## WORK INSTRUCTION 1
List every reference number cited in square brackets in the page excerpt on DUX4 and DBE-T detection below.
## WORK INSTRUCTION 2
Carry on the page excerpt on DUX4 and DBE-T detection from its last sentence.
(PAGE EXCERPT)
In summary, no primer set currently available ensures absolute allele- or locus-specific detection of pathogenic DUX4FL transcripts. Therefore, reliable attribution of transcript origin will require locus-resolved sequencing approaches, such as long-read RNA-seq or targeted capture of full-length transcripts. In addition, it should be noted that the detection of full-length DUX4 transcripts typically requires a nested PCR amplification step due to their extremely low and stochastic expression levels [6, 14, 38, 39]. While this approach increases sensitivity, it also enhances the risk of artefactual amplification in repetitive contexts, further underscoring the need for careful assay validation.
Detection of the DBE-T transcript
The DBE-T long non-coding RNA, proposed to act as a chromatin modulator upstream of DUX4 activation, has been considered an indirect molecular marker of epigenetic dysregulation in FSHD. Its origin was mapped to a region immediately centromeric to the D4Z4 array [25].
As shown in Supplementary Table 1 and Fig. 3, we performed the same primer evaluation for DBE-T. Two primer sets uniquely target the Non-D4Z4 Element (NDE), located just proximal to the 4q35 array. In contrast, most of the other primers described in the literature anneal within internal D4Z4 repeats. Alignment to T2T-CHM13 reveals that these annealing sites are virtually identical across all units on chromosomes 4q and 10q, making discrimination of transcript origin impossible.
(End PAGE EXCERPT)
(DATA)
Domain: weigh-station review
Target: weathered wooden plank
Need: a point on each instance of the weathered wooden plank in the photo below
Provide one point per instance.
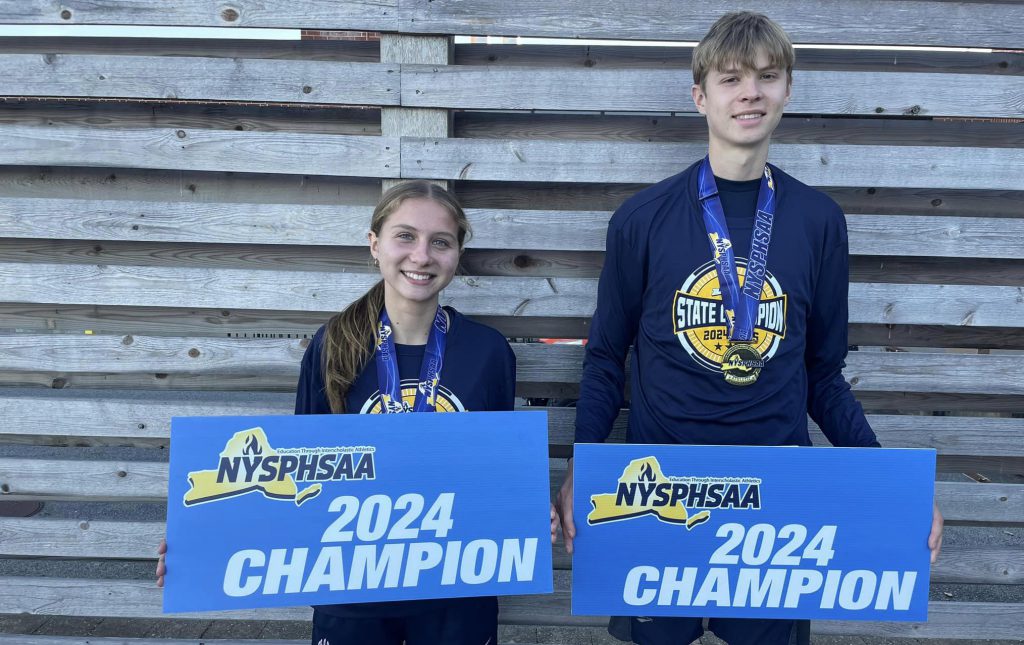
(146, 481)
(477, 262)
(276, 153)
(140, 420)
(275, 324)
(82, 479)
(357, 14)
(184, 185)
(479, 87)
(272, 324)
(941, 237)
(869, 372)
(607, 197)
(340, 50)
(913, 270)
(184, 221)
(274, 362)
(143, 420)
(909, 166)
(201, 78)
(80, 539)
(502, 296)
(187, 115)
(116, 598)
(493, 228)
(131, 540)
(328, 292)
(972, 621)
(861, 22)
(651, 56)
(667, 128)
(End DATA)
## TASK ANSWER 1
6, 14, 38, 39, 25

## TASK ANSWER 2
This redundancy imposes severe limitations: amplification from internal repeats cannot distinguish RNAs derived from 4q35, 10q26, or other paralogous loci. Consequently, many reported measurements of DBE-T risk conflating signals from multiple sources, introducing substantial ambiguity into its functional interpretation.
For reliable detection, DBE-T assays should be anchored to unique flanking regions (such as the NDE) or, preferably, employ long-read transcriptome sequencing to resolve repeat-derived RNAs at locus-specific resolution. Without such methodological precision, DBE-T quantification remains prone to misinterpretation, especially in studies linking its expression to disease severity or penetrance.
Discussion
Clinical variability and the limits of a locus-centric model
FSHD exemplifies the difficulty of reconciling genetic architecture with clinical expression. While contraction of the 4q35 array below eight units on a permissive 4qA allele remains the strongest FSHD diagnostic marker [3], reduced arrays are relatively common in the general population ( ~ 3%) [40] and even more frequent in haplotype-resolved pangenomes (4,6%) [18, 20]. Thus, many carriers remain asymptomatic or present non-FSHD myopathic phenotypes, whereas some symptomatic individuals present with borderline or normal repeat sizes [41,42,43]. These observations underscore that the size of D4Z4 array alone cannot explain disease penetrance or progression, and that additional modifiers must be involved.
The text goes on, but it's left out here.